Task objective: Rewrite the material below, changing each "Target" to "Object" and keeping every other character unchanged.

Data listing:
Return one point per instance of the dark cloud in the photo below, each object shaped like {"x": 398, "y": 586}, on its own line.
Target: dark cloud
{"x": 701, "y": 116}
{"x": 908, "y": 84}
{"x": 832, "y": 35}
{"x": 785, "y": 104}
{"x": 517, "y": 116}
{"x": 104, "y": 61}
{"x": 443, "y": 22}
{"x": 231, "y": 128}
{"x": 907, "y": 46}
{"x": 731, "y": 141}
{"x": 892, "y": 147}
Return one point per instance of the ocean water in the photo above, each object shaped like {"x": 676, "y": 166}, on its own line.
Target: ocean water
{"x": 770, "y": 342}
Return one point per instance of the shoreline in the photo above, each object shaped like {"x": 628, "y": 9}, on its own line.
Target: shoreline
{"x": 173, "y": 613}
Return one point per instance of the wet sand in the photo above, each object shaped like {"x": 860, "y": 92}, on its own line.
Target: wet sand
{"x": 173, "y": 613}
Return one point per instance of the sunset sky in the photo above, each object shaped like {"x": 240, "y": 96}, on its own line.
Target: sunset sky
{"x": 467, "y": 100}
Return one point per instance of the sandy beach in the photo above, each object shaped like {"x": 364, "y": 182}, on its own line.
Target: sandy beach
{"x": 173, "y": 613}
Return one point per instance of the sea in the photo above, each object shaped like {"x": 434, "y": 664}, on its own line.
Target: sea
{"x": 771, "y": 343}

Result of the task:
Return one point per instance of the dark cloud in the photo below, each object shaped like {"x": 398, "y": 586}, on its own line.
Object: dark cloud
{"x": 701, "y": 116}
{"x": 908, "y": 84}
{"x": 832, "y": 35}
{"x": 785, "y": 104}
{"x": 517, "y": 116}
{"x": 104, "y": 61}
{"x": 443, "y": 22}
{"x": 231, "y": 128}
{"x": 907, "y": 46}
{"x": 731, "y": 141}
{"x": 892, "y": 147}
Return one point per instance of the ocean water in the photo above, each object shaped like {"x": 676, "y": 166}, on its own line.
Object: ocean water
{"x": 770, "y": 342}
Return one point per instance of the shoreline in the photo above, each object shaped like {"x": 628, "y": 9}, on its own line.
Object: shoreline
{"x": 173, "y": 613}
Return one point per instance of the wet sand in the photo above, each object shaped like {"x": 860, "y": 92}, on its own line.
Object: wet sand
{"x": 173, "y": 613}
Return one point per instance of the sunset sky in the photo above, each object shaped like {"x": 240, "y": 96}, on its own line.
Object: sunset sky
{"x": 467, "y": 100}
Return one point per instance of the sandy beach in the photo above, each object shaped like {"x": 364, "y": 182}, on its own line.
Object: sandy beach
{"x": 173, "y": 613}
Return one point per instance of the sea in the photo above, each object shaped like {"x": 434, "y": 664}, on its own line.
Object: sea
{"x": 771, "y": 343}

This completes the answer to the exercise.